EXCERPTED TEXT:

RavenDB On Linux–Status Update
Several months ago we decided to ramp up the RavenDB on Linux migration effort, and hired a full time developer to do just that.
We started this with great hopes, mostly because we were able to get Voron to run on Linux in a reasonable amount of time. But RavenDB is several orders of magnitude bigger than Voron, and we run into a lot more complexities along the way.
In particular, and I am not quite sure how to put it nicely, the entire environment is pretty unstable. Our target was Mono – 4.3.0, MonoDevelop 5.10 and Ubuntu 14.04. And it takes really no effort at all to break pretty much everything there.
For example, SLEEP_DURATION_BEFORE_ABORT will, if you are running inside a debugger, or just running GC, sometimes, it will intentionally crash if certain operations takes longer than 200ms.
But in general, it feels like Mono just isn’t nearly stable enough for a production platform. Sometimes it would work fine, other time, you get horrible crashes in the process that required us to debug the mono runtime to figure out what is going on. Sometimes it was us doing stupid things, other times it was real bugs in the Mono runtime. Other issues related to missing websockets implementation (it appears to be there and then removed, for some reason), missing chunked encoding support etc.
As an aside, MonoDevelop in particular is… quite uncomfortable IDE, and it doesn’t compare well in pretty much any level of experience to the experience you get from other IDEs. That just exacerbate the problem, to be frank.
In other words, porting RavenDB to mono is a lot of hard work. But that was pretty much expected. What I didn’t really expect was how much work it would be not to port it, but to actually fill in missing / incomplete parts of the framework itself.
Now, there are plenty of other problems in there even without Mono. Typically Windows –> Linux port, anything from file paths to case sensitivity to finding different ways to do various things (from finding how busy the CPU is to getting low memory notifications to … well, you get the drift). Those are the kind of problems that we expected, and the kinds that frankly, we wanted to be solving.
But the instability of the mono runtime environment make it really expensive to port any non trivial software without spending most of the time debugging Mono. Even if the error is in our code, the only way to verify that is to actually debug Mono itself. And that puts a much higher cost on the actual porting effort. More to the point, this also means frightening things for trying to support this in production. I don’t relish the thought of having to go to a customer and tell them that a particular issue is caused by a GC bug and that fixing that will require a new custom runtime. Leaving aside the actual cost of such a support call.

LISTED RECORDS:
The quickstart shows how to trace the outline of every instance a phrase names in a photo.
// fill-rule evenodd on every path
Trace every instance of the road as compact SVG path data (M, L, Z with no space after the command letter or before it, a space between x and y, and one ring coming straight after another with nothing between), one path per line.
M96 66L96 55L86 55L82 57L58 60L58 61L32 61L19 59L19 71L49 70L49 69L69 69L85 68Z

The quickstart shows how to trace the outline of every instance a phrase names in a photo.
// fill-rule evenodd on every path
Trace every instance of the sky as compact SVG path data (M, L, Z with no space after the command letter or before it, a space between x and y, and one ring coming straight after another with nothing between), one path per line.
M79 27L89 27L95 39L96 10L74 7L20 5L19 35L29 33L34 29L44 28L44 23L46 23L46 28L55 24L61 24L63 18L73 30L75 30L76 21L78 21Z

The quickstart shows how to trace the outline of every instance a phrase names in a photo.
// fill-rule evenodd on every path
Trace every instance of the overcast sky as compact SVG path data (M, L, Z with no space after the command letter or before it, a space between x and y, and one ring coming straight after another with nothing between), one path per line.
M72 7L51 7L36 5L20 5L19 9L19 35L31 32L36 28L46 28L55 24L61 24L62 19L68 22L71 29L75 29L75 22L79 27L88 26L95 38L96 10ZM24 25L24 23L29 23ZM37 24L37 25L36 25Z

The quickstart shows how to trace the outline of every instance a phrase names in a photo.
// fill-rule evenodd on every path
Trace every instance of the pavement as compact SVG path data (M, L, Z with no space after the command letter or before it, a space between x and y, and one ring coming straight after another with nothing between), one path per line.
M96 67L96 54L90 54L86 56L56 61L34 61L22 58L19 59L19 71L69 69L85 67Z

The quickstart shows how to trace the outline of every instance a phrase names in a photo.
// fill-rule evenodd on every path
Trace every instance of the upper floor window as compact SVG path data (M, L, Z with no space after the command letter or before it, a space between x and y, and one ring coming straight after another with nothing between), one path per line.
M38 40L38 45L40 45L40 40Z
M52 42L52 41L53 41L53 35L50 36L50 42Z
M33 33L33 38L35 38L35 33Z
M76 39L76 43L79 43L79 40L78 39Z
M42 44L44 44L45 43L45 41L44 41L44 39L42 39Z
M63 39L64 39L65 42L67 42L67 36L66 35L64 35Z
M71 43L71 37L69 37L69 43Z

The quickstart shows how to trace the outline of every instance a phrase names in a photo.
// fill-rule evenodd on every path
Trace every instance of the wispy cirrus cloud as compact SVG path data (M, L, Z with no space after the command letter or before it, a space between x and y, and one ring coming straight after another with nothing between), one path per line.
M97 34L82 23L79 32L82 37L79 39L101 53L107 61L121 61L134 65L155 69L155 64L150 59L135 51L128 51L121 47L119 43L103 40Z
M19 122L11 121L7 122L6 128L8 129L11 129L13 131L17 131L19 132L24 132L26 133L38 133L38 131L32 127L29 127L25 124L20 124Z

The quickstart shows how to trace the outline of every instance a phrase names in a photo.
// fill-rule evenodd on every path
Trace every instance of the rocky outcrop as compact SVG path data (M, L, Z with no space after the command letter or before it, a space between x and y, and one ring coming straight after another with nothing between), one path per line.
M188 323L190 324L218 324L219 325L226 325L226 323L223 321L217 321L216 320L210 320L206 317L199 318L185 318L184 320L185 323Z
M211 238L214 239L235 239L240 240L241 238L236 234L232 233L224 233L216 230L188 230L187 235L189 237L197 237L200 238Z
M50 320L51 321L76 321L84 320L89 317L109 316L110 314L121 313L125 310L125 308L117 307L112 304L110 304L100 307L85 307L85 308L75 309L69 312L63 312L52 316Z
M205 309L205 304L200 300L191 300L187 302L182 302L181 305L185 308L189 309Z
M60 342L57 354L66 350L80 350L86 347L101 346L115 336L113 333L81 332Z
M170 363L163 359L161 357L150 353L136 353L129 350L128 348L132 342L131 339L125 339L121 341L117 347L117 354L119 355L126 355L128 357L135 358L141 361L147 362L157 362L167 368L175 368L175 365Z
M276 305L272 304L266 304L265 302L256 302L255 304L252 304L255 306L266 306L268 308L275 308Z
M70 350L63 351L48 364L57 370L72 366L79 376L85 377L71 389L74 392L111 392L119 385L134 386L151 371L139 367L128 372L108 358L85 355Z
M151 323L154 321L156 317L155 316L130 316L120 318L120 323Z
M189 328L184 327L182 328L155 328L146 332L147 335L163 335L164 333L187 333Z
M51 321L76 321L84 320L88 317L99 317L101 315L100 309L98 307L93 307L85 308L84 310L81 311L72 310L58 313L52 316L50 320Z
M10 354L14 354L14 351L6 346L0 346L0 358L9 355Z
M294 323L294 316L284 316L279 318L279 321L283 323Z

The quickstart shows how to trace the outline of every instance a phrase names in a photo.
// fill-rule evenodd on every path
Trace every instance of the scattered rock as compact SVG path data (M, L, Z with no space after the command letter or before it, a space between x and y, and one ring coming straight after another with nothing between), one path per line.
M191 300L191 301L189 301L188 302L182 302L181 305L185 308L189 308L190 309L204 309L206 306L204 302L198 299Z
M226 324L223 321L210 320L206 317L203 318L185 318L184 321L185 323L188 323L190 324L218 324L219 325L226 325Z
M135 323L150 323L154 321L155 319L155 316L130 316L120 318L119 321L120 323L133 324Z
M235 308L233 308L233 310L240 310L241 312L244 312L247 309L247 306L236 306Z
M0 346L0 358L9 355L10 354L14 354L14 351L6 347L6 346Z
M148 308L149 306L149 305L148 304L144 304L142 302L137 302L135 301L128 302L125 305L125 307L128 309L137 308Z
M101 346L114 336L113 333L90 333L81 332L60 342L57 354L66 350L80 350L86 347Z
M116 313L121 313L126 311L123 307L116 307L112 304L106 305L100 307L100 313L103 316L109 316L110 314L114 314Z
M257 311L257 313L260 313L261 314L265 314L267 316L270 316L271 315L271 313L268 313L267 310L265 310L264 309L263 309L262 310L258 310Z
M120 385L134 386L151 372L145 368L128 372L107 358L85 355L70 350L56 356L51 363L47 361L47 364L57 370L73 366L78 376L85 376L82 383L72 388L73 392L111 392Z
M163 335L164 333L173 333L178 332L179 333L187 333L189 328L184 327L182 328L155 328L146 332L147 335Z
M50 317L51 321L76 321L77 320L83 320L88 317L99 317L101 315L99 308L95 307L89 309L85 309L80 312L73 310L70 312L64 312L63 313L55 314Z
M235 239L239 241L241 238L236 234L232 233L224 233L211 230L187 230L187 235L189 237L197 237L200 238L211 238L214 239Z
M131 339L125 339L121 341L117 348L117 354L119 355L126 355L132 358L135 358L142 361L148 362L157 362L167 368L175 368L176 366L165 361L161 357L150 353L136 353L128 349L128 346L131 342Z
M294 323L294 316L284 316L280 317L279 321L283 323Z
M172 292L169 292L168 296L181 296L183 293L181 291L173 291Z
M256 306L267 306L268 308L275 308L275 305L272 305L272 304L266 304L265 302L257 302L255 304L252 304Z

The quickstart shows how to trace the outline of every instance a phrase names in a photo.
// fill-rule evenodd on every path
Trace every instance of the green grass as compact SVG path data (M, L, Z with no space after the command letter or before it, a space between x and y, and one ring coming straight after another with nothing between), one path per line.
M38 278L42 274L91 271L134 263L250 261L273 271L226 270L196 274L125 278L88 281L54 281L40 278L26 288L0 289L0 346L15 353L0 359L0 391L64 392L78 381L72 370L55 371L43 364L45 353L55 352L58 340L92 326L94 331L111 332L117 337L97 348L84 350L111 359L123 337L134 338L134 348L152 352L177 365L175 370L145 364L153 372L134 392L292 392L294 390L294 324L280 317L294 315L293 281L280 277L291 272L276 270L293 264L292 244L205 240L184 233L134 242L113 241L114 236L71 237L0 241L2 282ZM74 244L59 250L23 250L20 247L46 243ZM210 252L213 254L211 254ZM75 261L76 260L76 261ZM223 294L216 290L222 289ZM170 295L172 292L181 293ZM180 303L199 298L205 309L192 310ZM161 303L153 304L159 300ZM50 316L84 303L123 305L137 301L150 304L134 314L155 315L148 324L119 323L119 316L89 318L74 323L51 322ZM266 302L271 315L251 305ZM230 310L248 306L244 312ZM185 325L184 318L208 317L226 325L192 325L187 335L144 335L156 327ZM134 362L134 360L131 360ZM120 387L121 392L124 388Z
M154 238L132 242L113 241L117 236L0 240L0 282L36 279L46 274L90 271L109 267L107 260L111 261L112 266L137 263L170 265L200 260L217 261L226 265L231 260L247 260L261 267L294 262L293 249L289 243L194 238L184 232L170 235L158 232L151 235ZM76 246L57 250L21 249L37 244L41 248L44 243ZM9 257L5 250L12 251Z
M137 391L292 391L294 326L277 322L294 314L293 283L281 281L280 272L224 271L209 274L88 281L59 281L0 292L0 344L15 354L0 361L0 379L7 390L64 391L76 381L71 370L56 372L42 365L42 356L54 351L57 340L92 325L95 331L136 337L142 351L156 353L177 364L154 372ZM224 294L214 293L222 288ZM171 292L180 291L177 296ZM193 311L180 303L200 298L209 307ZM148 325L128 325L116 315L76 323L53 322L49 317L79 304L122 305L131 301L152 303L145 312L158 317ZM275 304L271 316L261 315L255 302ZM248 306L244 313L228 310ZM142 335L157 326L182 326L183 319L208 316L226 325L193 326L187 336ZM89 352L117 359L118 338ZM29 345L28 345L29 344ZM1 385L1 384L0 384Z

REQUIRED TASKS:
(A) List the three components of the target environment named in the RavenDB on Linux status update, with their version numbers.
(B) According to the RavenDB on Linux status update, how long can certain operations take before SLEEP_DURATION_BEFORE_ABORT intentionally crashes?
(C) Proceed with the RavenDB on Linux status update, picking up right after its final sentence.

ANSWERS TO THE EXERCISE:
(A)
Mono 4.3.0
MonoDevelop 5.10
Ubuntu 14.04

(B) 200ms.

(C)
So we stopped, and looked at the CoreCLR. I have a much higher expectation of quality from Microsoft, given the track record of the .NET framework. The problem is that the CoreCLR, while it is supposed to have an RC out in November, it still quite problematic on Linux. For example, you can’t use Unix paths in Uris, which broke us pretty early in the process. That was annoying, but expected for the time being, and while this issue (and other stuff we run into, I’m only pointing this out as a simple example, nitpickers, don’t get hang up on this) are surmountable, the major issue is that the CoreCLR require a lot more than just a few #ifdef, it require quite a lot of work. Probably restructuring the project (some dependencies are now nuget packages, different structure for projects and build system, etc).
Therefor, what we intend to do now is wait a bit until the CoreCLR next release, probably September, and then start seeing what it takes to run RavenDB (both server & client) under the CoreCLR on Windows. The idea is that we have much better tooling for working with .NET code on Windows, and hopefully the bulk of the work to actually run on the CoreCLR runtime there, then just deal with everything we need to run on Linux, and not have to worry about debugging the runtime as well.
Now, to deal with the nitpickers:
Mono is Open Source, you can fix any issues you find and submit pull requests.
That is correct, but let me talk about a few of the issues we have run into.
The class library is partial / bad. I think that we would have done much better if we were building on Mono from the get go, we would know what pieces to avoid. But when a call to a ZipFile.Open will crash with SIGSEGV and no indication of why that is happening (ended up being stack overflow in the Mono BCL implementation), the fix was a single line but finding the root cause took a long while.
With the actual runtime, a GC issue caused a segmentation fault, that took about a month to figure out.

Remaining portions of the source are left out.